◆ **SOURCE EXTRACT**
>>>

In 2016, approximately 49 percent of waste generated by Olmsted County was recycled, and work is constantly being done to find ways to increase that percentage. Ninety percent of waste not recycled is diverted from the landfill and delivered to the storage pit at the OWEF.
From there, it is moved by the grapples to the three burn units as needed. “Waste-to-energy has proven to be a safe and effective means of managing our wastes locally. Thanks to the investment our community has made in this facility; we will continue to serve the needs of an ever-growing population through environmentally responsible waste management. Without this system, we would have had to permit and build two and a half additional landfills to handle the waste produced by Olmsted and Dodge Counties over the last 30 years. During those 30 years, over two million tons of garbage have been diverted from the landfill for processing into energy at the OWEF.
“Put another way, during the past 30 years, enough energy has been produced each year by the OWEF to power 6,000 homes.”

<<<

◆ **DATA EXTRACT**
>>>

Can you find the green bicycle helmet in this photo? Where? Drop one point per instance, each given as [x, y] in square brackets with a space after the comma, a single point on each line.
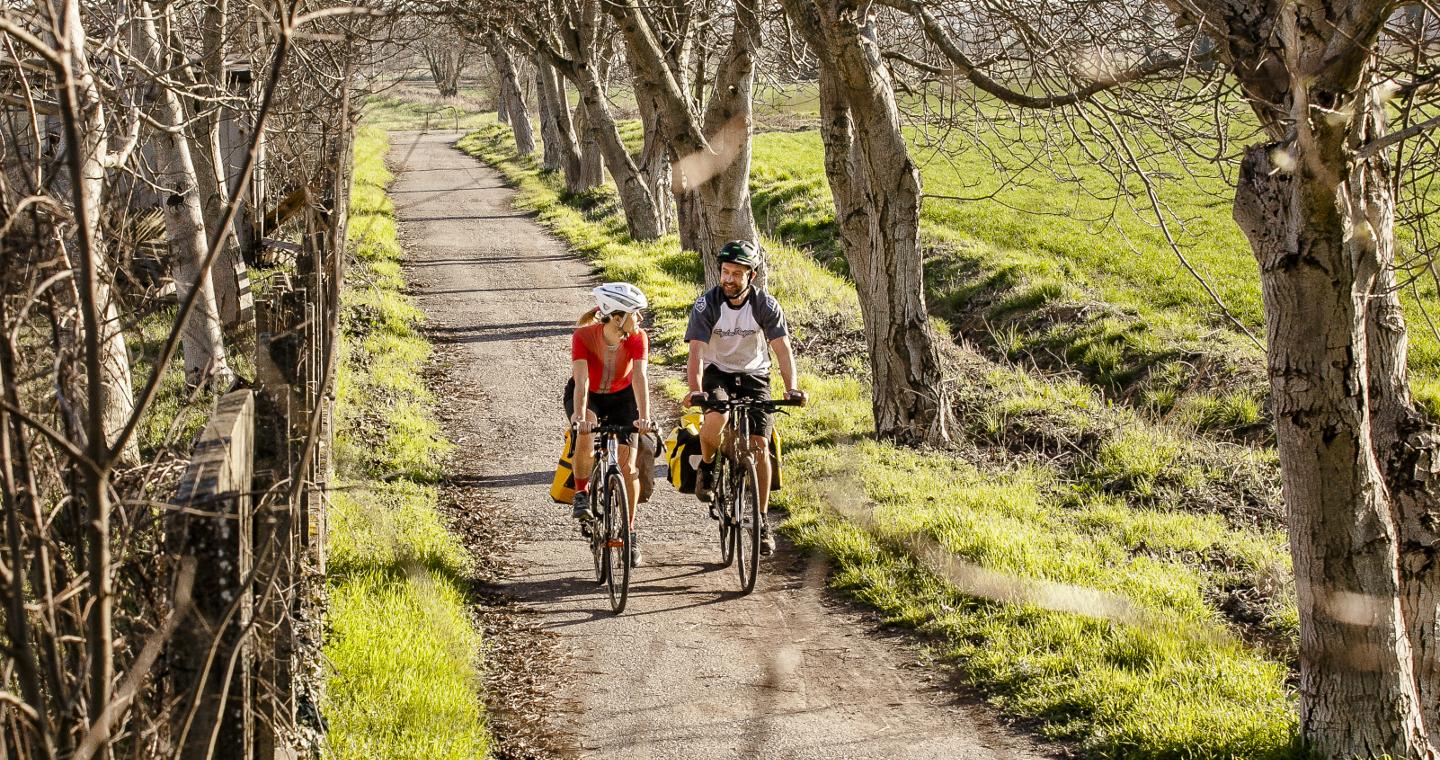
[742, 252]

<<<
>>>

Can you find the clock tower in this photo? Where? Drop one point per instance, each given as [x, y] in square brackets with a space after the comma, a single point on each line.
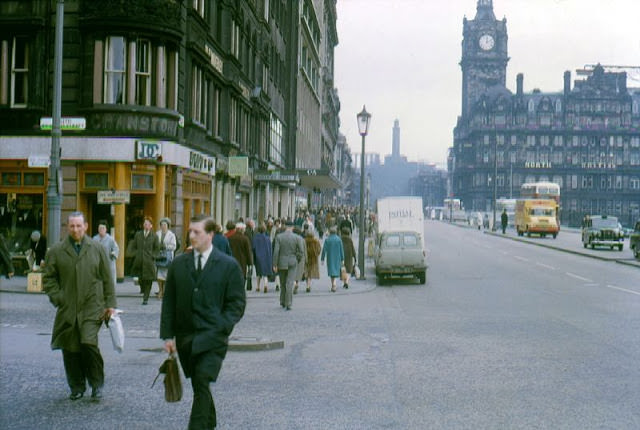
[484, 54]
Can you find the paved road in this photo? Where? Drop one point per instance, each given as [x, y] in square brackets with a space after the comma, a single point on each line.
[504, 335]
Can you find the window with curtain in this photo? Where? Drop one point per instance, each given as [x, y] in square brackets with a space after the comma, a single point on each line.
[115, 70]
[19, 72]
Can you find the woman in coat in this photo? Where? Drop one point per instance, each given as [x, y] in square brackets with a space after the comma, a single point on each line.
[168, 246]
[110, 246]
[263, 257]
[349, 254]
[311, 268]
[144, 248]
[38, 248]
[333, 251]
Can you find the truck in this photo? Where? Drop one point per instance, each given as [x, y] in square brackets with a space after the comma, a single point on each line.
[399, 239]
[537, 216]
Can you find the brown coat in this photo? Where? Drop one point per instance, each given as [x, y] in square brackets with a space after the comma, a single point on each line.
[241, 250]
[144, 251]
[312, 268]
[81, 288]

<<<

◆ **TASK LIST**
1) What is this sentence from the Olmsted County waste passage in Spanish: "Ninety percent of waste not recycled is diverted from the landfill and delivered to the storage pit at the OWEF."
2) Answer these questions from the Olmsted County waste passage:
(a) About what percentage of waste generated by Olmsted County was recycled in 2016?
(b) How many burn units do the grapples move waste to?
(c) Enough energy to power how many homes has the OWEF produced each year?
3) Give a continuation of the Olmsted County waste passage, picking up after its final sentence.
The rows are separate material.

◆ **ANSWERS PROVIDED**
1) El noventa por ciento de los residuos que no se reciclan se desvía del relleno sanitario y se entrega al foso de almacenamiento de la OWEF.

2)
(a) Approximately 49 percent
(b) Three
(c) 6,000

3)
In the first two burn units, each combustion chamber has three tiers: the top tier is a grate that holds wet garbage (including “reclaimed” MSW) until it has dried; the second tier is where most of the combustion takes place; the third tier provides space for completing combustion, and catches “slag” from metal items like soup cans and pop cans, “which should have been recycled. Here they produce zero energy.”
The third burn unit, modeled after an Austrian design, uses a sloping floor to accomplish the same results, according to Wittmer.
The fly ash is stored in silos before being processed through a conditioner mixer, which converts “the dry dust into a moist, soil-like consistency.” It’s then mixed with bottom ash from the combustion chambers and transported in covered containers to a specially constructed ash-only cell at the Kalmar Landfill.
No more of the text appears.